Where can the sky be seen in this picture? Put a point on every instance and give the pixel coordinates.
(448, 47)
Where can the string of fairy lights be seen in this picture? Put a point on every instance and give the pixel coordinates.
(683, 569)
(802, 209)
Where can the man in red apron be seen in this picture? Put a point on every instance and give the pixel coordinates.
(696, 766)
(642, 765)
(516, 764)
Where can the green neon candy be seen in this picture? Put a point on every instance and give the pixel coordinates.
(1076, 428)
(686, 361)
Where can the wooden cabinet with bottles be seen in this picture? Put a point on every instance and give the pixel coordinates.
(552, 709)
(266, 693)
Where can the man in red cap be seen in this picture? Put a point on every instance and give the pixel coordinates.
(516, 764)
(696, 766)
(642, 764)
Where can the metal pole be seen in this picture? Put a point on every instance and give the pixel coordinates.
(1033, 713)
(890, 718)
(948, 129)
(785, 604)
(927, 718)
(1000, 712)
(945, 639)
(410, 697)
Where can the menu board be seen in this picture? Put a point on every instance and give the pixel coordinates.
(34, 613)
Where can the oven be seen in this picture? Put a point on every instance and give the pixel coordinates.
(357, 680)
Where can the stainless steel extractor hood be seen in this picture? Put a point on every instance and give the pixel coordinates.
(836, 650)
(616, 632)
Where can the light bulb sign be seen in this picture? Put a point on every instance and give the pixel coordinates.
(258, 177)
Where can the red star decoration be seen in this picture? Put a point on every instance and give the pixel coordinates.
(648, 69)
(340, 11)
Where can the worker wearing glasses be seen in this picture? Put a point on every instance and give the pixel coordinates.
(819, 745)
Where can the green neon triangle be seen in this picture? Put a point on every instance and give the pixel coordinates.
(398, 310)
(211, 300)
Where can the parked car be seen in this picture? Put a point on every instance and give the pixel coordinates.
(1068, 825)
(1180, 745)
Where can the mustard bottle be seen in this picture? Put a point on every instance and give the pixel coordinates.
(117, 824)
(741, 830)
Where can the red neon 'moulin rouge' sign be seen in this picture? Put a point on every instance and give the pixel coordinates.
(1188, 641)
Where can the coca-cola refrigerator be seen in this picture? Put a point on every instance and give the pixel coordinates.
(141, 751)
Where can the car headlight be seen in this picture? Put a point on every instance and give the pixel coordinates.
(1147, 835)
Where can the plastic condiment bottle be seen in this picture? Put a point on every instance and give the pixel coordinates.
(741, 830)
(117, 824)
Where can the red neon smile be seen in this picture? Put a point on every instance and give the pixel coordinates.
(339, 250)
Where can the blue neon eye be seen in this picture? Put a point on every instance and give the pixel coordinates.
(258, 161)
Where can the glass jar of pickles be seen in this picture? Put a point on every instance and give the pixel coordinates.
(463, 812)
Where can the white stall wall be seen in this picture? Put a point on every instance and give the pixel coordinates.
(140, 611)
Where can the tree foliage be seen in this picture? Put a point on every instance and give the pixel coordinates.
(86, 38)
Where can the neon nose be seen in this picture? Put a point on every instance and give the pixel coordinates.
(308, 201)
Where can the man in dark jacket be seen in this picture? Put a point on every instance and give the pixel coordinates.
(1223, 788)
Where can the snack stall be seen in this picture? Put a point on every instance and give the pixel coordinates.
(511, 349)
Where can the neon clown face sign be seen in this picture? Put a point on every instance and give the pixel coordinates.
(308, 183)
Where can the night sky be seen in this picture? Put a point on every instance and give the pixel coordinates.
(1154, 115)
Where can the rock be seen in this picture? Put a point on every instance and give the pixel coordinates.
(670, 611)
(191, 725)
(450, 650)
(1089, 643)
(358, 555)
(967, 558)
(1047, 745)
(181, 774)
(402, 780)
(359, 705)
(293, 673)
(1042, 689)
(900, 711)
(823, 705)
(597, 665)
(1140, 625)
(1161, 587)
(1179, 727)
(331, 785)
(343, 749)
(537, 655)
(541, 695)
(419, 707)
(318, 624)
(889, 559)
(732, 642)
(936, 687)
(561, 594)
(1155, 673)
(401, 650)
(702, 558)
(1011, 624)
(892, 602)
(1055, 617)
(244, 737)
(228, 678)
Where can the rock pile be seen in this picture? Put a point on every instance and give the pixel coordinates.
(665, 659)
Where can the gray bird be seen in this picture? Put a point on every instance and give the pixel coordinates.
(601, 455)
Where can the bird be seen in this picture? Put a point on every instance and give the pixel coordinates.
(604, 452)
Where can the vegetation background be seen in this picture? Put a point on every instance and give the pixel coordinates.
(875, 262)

YOUR OBJECTIVE:
Copy out the lines from the one containing "Where can the neon clown" through the one containing "(1154, 115)", both included and requests kept as they are, and add -147 to every number in the coordinates.

SOLUTION BELOW:
Where can the neon clown face sign be seen in this picture? Put a point on every instance and give the pixel coordinates.
(161, 36)
Where can the night sky be seen in this picture? Put a point on every instance and give the pixel coordinates.
(1007, -32)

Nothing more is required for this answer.